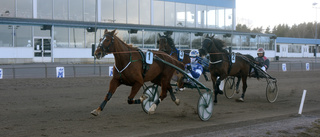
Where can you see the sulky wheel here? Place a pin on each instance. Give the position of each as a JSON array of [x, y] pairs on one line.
[[229, 87], [151, 93], [272, 91], [205, 106]]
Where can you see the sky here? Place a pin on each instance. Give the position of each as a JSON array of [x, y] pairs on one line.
[[257, 13]]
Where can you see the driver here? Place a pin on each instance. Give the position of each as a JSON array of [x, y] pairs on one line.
[[262, 60], [193, 68]]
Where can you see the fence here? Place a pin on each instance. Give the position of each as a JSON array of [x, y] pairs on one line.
[[100, 70]]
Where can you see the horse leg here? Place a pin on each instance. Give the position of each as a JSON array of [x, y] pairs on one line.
[[217, 89], [134, 90], [114, 84], [237, 85], [214, 79], [244, 88]]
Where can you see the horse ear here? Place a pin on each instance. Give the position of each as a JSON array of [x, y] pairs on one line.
[[113, 32]]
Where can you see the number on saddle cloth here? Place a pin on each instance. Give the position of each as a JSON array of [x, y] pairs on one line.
[[149, 57], [181, 55]]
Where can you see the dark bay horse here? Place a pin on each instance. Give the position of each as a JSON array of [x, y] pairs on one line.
[[130, 69], [221, 66], [167, 45]]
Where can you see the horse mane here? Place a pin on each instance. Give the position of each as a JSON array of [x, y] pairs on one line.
[[170, 41], [220, 45]]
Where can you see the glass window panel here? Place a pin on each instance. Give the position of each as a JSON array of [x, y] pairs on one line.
[[6, 35], [107, 11], [145, 12], [7, 8], [158, 11], [228, 19], [24, 8], [40, 33], [123, 35], [89, 10], [191, 10], [182, 40], [77, 38], [22, 36], [61, 37], [149, 39], [202, 16], [220, 21], [136, 39], [180, 14], [169, 13], [76, 10], [133, 11], [44, 9], [61, 9], [120, 11], [211, 17], [196, 41]]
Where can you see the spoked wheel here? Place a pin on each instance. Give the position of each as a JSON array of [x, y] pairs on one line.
[[272, 91], [205, 106], [151, 92], [229, 87]]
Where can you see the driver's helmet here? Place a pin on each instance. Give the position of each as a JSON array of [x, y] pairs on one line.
[[260, 50], [193, 55]]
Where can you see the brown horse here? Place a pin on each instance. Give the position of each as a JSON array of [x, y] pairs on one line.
[[130, 69], [222, 67], [167, 45]]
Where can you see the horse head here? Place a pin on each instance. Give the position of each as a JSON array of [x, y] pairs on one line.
[[106, 44], [166, 44]]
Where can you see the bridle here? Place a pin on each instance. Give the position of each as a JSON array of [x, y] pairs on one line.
[[101, 43]]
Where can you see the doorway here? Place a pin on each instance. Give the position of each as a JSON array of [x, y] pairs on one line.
[[42, 49]]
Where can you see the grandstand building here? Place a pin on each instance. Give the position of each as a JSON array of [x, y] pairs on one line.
[[66, 30]]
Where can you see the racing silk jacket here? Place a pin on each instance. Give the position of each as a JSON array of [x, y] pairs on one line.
[[196, 70], [263, 61]]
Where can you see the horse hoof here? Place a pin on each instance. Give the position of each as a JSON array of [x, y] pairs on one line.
[[177, 102], [240, 100], [95, 112], [143, 97], [152, 109]]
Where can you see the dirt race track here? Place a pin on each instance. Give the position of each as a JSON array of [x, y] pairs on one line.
[[61, 107]]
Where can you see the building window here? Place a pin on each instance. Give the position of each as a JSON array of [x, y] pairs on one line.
[[120, 11], [61, 11], [180, 14], [6, 35], [133, 11], [191, 15], [211, 15], [90, 10], [44, 9], [77, 38], [201, 16], [169, 14], [24, 8], [22, 37], [158, 13], [7, 8], [149, 40], [61, 37], [145, 12], [76, 10], [107, 11], [294, 48], [228, 19]]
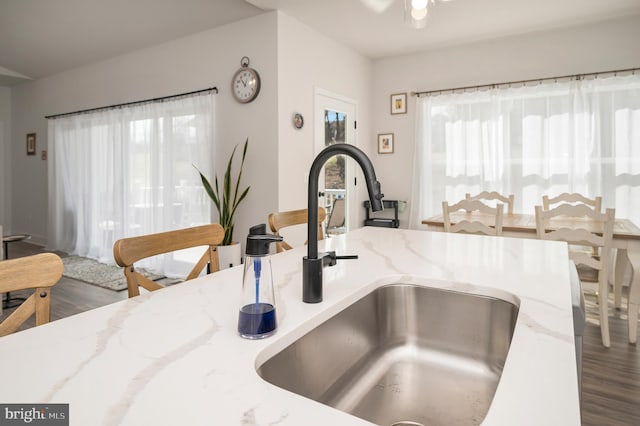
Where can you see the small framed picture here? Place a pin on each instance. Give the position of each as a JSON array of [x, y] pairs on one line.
[[31, 144], [399, 103], [385, 143]]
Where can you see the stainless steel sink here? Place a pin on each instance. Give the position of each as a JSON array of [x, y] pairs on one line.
[[403, 355]]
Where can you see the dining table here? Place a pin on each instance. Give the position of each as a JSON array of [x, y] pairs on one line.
[[626, 239]]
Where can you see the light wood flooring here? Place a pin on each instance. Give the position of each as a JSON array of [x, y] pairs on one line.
[[611, 377]]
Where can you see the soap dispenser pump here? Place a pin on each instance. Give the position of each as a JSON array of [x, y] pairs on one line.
[[257, 317]]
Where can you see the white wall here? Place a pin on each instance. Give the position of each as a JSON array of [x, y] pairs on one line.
[[307, 61], [5, 159], [601, 47], [196, 62]]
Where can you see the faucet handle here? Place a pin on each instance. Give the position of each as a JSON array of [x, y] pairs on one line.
[[347, 257]]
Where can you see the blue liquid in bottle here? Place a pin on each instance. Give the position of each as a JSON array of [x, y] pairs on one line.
[[257, 320]]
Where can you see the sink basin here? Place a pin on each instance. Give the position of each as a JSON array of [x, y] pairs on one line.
[[403, 355]]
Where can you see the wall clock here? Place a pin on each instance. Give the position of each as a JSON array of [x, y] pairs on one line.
[[245, 85]]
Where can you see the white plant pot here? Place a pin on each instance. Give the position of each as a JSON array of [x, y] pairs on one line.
[[229, 256]]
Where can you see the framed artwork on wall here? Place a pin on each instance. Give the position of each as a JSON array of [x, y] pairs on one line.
[[385, 143], [399, 103], [31, 144]]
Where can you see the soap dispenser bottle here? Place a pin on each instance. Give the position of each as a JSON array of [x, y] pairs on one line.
[[257, 317]]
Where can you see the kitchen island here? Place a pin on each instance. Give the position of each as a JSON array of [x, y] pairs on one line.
[[173, 357]]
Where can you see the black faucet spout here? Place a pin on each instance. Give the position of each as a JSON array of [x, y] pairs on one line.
[[313, 263]]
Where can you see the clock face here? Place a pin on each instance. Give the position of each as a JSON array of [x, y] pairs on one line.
[[246, 85]]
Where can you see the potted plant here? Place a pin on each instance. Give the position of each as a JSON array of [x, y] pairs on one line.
[[226, 203]]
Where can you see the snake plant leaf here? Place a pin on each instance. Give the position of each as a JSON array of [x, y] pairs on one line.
[[225, 205]]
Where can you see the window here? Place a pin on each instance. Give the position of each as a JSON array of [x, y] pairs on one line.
[[129, 171], [578, 136]]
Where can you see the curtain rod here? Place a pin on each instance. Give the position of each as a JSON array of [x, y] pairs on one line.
[[539, 80], [160, 99]]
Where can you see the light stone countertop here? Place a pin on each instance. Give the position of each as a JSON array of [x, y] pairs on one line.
[[173, 357]]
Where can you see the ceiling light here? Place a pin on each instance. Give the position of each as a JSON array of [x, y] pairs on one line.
[[415, 12]]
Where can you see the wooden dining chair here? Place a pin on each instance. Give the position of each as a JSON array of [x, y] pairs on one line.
[[39, 273], [478, 218], [493, 196], [567, 223], [281, 220], [128, 251], [571, 198]]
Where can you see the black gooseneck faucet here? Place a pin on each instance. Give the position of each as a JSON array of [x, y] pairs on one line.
[[313, 263]]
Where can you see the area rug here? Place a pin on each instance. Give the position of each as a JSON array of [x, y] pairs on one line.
[[100, 274]]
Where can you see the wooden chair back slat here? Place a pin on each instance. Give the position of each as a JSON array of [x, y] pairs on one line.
[[40, 273], [128, 251], [280, 220], [509, 200], [470, 224], [571, 198]]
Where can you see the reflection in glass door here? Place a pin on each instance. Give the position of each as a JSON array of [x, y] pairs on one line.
[[335, 191], [334, 119]]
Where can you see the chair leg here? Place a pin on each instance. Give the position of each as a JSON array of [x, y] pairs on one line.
[[603, 295], [633, 322], [633, 302], [621, 262]]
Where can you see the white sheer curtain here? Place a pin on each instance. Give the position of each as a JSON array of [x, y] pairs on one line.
[[129, 171], [578, 136]]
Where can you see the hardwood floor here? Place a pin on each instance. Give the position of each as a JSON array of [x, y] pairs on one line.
[[610, 377], [69, 296]]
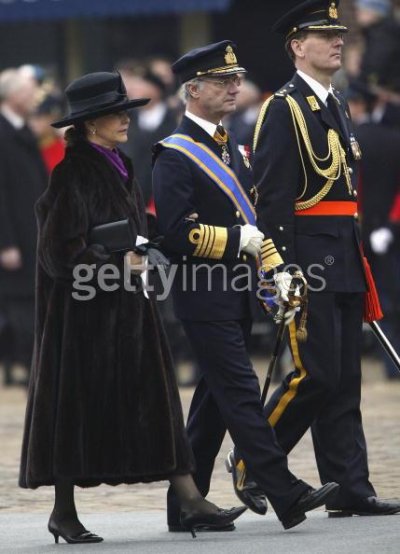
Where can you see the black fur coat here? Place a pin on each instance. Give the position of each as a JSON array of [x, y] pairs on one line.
[[103, 406]]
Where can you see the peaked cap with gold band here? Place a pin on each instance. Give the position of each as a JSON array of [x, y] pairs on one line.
[[217, 59], [312, 15]]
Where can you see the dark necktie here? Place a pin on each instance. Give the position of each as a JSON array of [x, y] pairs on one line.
[[220, 135], [334, 109]]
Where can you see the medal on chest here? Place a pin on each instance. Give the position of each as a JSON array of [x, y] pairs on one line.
[[226, 158]]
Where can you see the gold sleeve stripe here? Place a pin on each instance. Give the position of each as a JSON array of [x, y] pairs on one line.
[[271, 261], [210, 241]]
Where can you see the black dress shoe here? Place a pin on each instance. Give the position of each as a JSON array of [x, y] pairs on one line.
[[370, 506], [311, 499], [178, 528], [195, 521], [84, 536], [245, 489]]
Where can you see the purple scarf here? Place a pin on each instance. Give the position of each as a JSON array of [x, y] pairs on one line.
[[114, 158]]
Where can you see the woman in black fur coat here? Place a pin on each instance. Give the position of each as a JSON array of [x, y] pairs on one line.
[[103, 404]]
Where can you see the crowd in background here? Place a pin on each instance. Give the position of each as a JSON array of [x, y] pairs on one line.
[[30, 100]]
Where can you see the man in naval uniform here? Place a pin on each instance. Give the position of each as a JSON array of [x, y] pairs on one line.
[[305, 153], [203, 195]]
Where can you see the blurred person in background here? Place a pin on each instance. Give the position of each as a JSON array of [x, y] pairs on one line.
[[161, 67], [380, 65], [149, 125], [23, 178], [51, 143], [243, 121], [379, 184]]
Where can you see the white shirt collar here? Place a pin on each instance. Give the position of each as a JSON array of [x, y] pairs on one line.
[[208, 127], [319, 89], [14, 119]]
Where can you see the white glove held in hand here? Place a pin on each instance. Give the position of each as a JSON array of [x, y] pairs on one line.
[[380, 240], [282, 283], [250, 239]]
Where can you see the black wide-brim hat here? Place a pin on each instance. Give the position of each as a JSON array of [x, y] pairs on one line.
[[94, 95], [312, 15], [214, 60]]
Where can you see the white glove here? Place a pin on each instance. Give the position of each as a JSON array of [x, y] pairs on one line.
[[283, 280], [380, 240], [250, 239]]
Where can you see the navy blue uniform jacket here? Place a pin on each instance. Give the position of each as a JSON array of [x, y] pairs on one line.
[[207, 271]]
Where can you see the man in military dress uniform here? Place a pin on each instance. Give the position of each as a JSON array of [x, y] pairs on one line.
[[305, 153], [202, 190]]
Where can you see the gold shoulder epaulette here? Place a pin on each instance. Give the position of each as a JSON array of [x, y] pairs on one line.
[[260, 119]]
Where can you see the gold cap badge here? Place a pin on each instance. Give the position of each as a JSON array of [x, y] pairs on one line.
[[333, 11], [230, 57]]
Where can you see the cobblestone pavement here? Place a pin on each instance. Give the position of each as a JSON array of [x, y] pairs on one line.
[[381, 413]]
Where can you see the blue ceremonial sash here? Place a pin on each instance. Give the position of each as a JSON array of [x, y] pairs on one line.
[[217, 170]]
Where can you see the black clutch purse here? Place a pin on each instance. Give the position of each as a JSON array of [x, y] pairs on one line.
[[115, 236]]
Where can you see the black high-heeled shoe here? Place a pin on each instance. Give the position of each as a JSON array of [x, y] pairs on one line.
[[194, 521], [84, 536]]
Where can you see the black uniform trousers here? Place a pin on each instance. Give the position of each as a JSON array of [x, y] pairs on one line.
[[228, 397], [324, 392]]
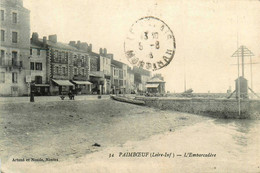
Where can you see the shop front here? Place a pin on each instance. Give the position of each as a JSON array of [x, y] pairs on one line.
[[97, 79], [82, 87], [61, 87], [42, 89]]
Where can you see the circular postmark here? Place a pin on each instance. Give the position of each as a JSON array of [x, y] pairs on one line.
[[150, 44]]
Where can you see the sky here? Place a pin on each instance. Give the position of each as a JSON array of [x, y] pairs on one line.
[[207, 33]]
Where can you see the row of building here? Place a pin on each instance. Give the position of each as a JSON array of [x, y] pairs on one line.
[[55, 68]]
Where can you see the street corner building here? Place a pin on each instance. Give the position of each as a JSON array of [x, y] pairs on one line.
[[15, 48], [45, 66]]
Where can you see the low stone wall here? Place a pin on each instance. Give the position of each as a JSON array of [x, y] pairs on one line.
[[221, 108]]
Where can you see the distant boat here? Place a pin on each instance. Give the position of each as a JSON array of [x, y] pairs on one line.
[[127, 100]]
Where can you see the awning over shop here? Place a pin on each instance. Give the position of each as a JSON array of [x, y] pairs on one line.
[[63, 82], [82, 82], [96, 74], [151, 85], [42, 85]]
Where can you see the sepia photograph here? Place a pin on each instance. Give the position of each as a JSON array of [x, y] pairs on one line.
[[163, 86]]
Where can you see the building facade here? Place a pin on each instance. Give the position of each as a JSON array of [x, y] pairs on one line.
[[141, 76], [15, 48], [38, 66], [119, 77]]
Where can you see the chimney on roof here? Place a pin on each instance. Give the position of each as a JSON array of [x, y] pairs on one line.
[[72, 43], [44, 41], [35, 37], [53, 38], [84, 46], [78, 44]]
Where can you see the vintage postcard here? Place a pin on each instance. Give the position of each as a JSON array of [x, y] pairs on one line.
[[129, 86]]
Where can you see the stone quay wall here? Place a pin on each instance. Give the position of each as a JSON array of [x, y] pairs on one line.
[[220, 108]]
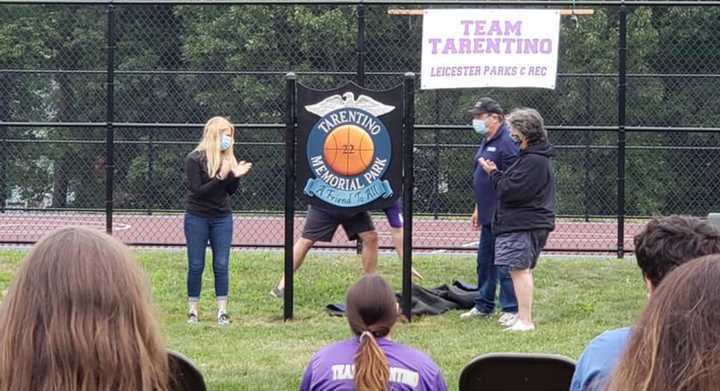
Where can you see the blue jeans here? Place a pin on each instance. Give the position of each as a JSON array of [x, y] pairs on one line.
[[198, 231], [488, 276]]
___
_WHAT YOU WILL DO_.
Your answer should hold only the lines from the one with "Where can you see the blue jeans" through the end of the listing above, both ends included, written out exactly.

_ANSWER BELOW_.
Where can you see the blue jeans here? Place a pin on each instance. Give the position of each as a JSON array of [x, y] pairs on one line.
[[198, 231], [488, 276]]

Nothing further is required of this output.